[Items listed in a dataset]
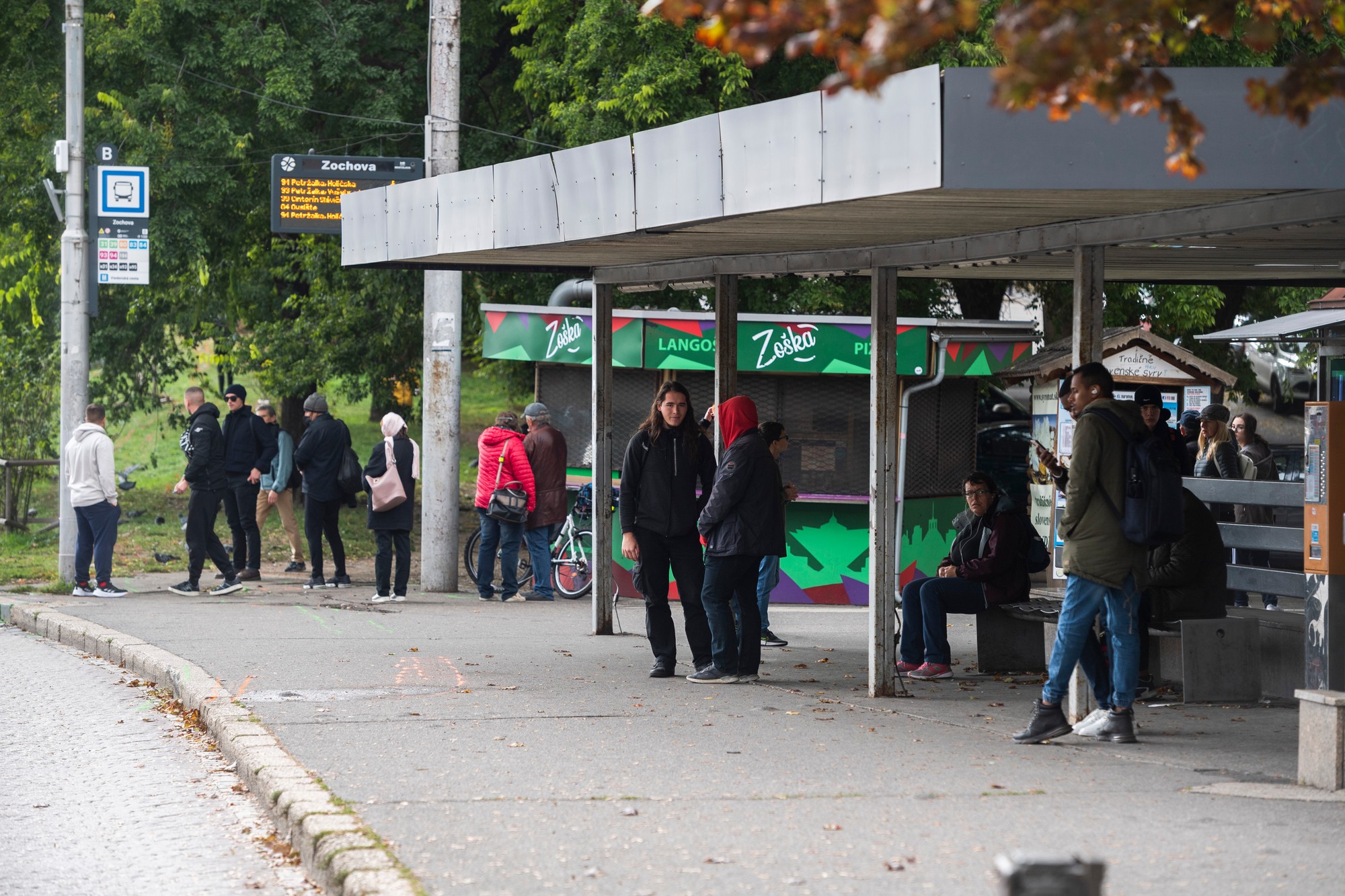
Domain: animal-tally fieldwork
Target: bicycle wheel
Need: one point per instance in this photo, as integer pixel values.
(473, 552)
(572, 565)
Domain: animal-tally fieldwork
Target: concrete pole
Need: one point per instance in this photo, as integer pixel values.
(883, 483)
(75, 294)
(443, 358)
(1087, 322)
(726, 346)
(602, 434)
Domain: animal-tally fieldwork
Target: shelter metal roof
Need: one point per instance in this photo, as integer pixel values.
(925, 159)
(1055, 360)
(1280, 327)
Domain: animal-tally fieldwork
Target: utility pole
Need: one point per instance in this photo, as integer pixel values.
(443, 374)
(75, 294)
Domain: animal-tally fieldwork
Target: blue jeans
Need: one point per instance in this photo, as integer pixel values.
(735, 649)
(1083, 602)
(540, 552)
(926, 604)
(96, 536)
(505, 538)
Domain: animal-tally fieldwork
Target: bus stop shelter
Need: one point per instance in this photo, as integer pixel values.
(921, 179)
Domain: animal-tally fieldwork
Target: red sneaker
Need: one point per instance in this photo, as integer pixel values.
(931, 671)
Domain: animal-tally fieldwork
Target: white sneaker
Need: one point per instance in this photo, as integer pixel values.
(1091, 723)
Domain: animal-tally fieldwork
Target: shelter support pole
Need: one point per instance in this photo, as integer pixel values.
(1087, 323)
(726, 346)
(442, 378)
(884, 553)
(75, 290)
(603, 589)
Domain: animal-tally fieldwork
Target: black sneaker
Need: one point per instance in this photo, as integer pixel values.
(1047, 723)
(231, 585)
(1120, 727)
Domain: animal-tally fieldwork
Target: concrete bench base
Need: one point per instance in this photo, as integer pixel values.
(1321, 739)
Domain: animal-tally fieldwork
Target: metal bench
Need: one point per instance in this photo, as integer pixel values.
(1219, 658)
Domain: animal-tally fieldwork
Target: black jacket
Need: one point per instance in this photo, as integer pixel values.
(319, 458)
(204, 446)
(658, 483)
(744, 516)
(249, 443)
(401, 517)
(1188, 579)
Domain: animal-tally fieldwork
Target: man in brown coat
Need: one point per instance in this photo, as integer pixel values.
(547, 454)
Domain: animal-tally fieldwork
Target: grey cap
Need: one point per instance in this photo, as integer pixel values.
(1215, 412)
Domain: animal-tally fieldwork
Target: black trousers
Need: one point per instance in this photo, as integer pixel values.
(683, 555)
(389, 540)
(323, 518)
(202, 541)
(241, 513)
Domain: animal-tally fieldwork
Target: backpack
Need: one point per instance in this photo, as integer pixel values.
(1039, 556)
(1153, 498)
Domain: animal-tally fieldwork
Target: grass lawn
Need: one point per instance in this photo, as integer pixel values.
(30, 557)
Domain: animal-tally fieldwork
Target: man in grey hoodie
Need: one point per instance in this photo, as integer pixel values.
(93, 494)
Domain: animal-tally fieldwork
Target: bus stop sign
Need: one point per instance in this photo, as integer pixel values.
(306, 190)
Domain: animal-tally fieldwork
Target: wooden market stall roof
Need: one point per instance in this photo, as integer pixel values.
(1054, 361)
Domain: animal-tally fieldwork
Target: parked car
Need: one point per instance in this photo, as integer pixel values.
(1003, 450)
(1284, 372)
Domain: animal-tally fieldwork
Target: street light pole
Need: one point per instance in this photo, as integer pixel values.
(75, 257)
(443, 326)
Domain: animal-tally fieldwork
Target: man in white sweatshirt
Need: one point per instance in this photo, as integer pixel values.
(93, 494)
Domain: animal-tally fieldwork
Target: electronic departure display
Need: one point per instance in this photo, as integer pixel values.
(306, 190)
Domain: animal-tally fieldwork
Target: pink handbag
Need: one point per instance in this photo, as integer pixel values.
(387, 491)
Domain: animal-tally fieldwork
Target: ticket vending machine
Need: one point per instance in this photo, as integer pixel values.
(1324, 545)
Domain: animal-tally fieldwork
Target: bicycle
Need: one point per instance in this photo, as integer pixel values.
(572, 551)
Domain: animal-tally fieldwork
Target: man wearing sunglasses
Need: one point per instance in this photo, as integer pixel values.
(249, 448)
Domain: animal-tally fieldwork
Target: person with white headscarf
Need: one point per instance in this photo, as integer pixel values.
(393, 526)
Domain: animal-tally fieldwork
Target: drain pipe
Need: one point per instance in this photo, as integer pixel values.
(941, 368)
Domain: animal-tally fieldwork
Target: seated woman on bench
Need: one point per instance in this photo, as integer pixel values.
(985, 567)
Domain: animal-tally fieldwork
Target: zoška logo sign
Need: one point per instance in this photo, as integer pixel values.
(564, 334)
(781, 342)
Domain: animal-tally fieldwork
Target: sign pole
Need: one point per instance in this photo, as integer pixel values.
(75, 310)
(443, 358)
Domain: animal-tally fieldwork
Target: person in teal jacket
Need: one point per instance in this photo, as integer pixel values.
(275, 487)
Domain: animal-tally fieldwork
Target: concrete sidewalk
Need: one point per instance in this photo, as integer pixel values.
(502, 749)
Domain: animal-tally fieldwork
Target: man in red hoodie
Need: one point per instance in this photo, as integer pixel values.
(742, 524)
(502, 463)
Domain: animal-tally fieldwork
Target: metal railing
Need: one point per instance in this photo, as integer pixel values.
(1254, 537)
(11, 518)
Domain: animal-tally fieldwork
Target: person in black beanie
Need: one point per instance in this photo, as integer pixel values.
(249, 448)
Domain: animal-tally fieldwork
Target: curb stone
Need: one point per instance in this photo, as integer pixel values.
(338, 849)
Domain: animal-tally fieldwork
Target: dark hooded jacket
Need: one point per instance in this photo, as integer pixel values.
(744, 516)
(660, 479)
(319, 458)
(1188, 577)
(993, 552)
(249, 443)
(204, 446)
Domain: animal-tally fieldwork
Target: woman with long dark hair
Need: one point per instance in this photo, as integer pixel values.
(660, 507)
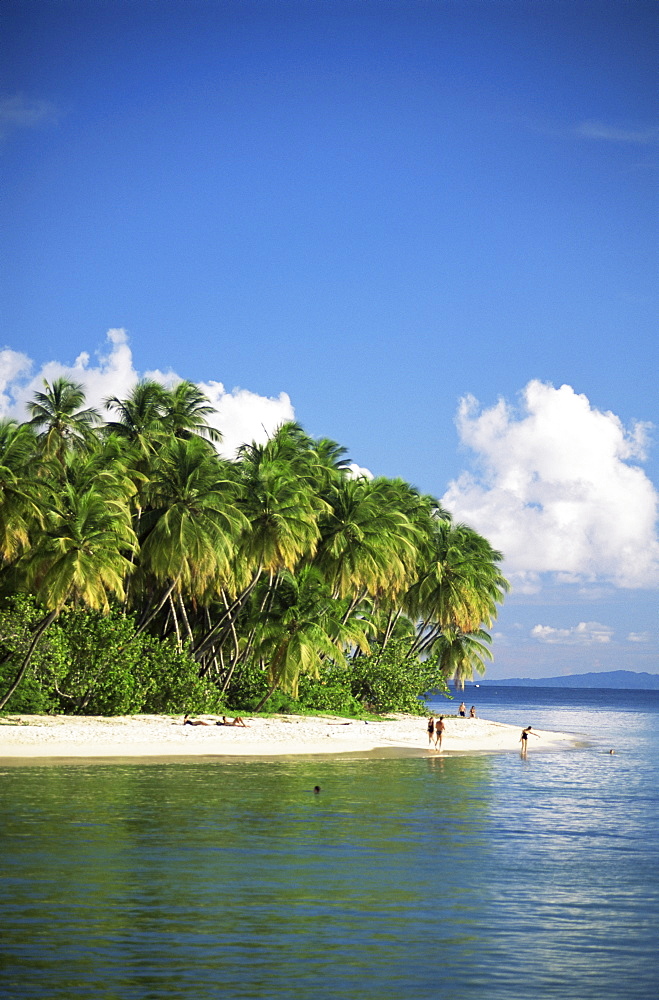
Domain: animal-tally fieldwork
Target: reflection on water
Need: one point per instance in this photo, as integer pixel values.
(465, 877)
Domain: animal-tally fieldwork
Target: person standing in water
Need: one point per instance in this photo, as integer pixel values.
(524, 739)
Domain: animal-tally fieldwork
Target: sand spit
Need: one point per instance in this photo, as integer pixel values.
(30, 736)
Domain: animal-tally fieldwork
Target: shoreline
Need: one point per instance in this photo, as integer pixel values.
(30, 738)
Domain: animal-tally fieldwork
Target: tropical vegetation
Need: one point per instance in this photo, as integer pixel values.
(142, 571)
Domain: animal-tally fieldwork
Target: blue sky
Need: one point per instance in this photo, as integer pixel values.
(364, 214)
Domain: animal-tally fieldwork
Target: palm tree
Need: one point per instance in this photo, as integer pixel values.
(368, 543)
(185, 411)
(190, 524)
(21, 494)
(305, 628)
(59, 416)
(81, 558)
(461, 653)
(141, 416)
(460, 585)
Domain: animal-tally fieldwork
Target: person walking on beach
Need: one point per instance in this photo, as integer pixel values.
(524, 739)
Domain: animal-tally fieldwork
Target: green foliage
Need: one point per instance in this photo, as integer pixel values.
(330, 693)
(238, 580)
(390, 680)
(98, 664)
(18, 617)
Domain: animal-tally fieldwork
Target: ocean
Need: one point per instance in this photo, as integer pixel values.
(421, 877)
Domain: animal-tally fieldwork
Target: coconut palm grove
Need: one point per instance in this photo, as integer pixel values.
(141, 571)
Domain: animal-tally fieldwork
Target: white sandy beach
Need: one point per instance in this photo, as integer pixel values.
(25, 736)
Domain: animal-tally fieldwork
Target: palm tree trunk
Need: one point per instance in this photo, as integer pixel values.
(39, 631)
(206, 640)
(179, 644)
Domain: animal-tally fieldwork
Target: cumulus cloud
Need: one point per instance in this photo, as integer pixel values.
(557, 489)
(583, 634)
(242, 416)
(354, 471)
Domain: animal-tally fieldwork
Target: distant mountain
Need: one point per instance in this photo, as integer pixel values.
(631, 680)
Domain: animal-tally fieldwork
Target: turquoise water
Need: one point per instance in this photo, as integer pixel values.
(483, 876)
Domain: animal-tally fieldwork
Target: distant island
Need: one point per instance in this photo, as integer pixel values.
(631, 680)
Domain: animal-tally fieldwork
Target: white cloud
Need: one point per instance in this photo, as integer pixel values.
(354, 471)
(19, 111)
(556, 490)
(583, 634)
(242, 416)
(639, 637)
(641, 136)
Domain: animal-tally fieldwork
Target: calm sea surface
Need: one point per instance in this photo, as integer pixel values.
(472, 877)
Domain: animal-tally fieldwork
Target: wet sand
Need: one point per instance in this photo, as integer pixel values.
(29, 737)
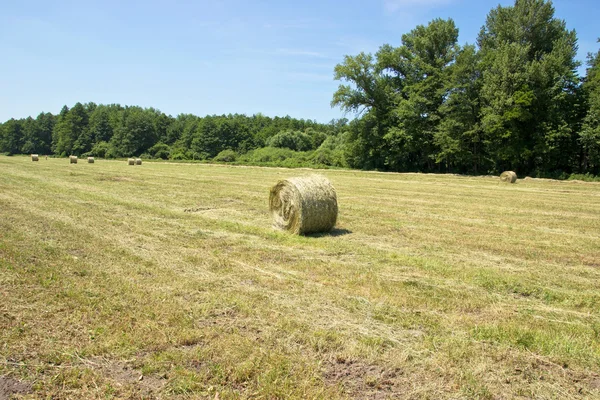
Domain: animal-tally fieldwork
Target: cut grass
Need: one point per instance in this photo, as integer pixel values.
(431, 287)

*Aim of the exercise*
Look for the string "hoodie" in the data above and return every line that has it.

*Response to the task*
Target: man in grey hoodie
Target: man in red hoodie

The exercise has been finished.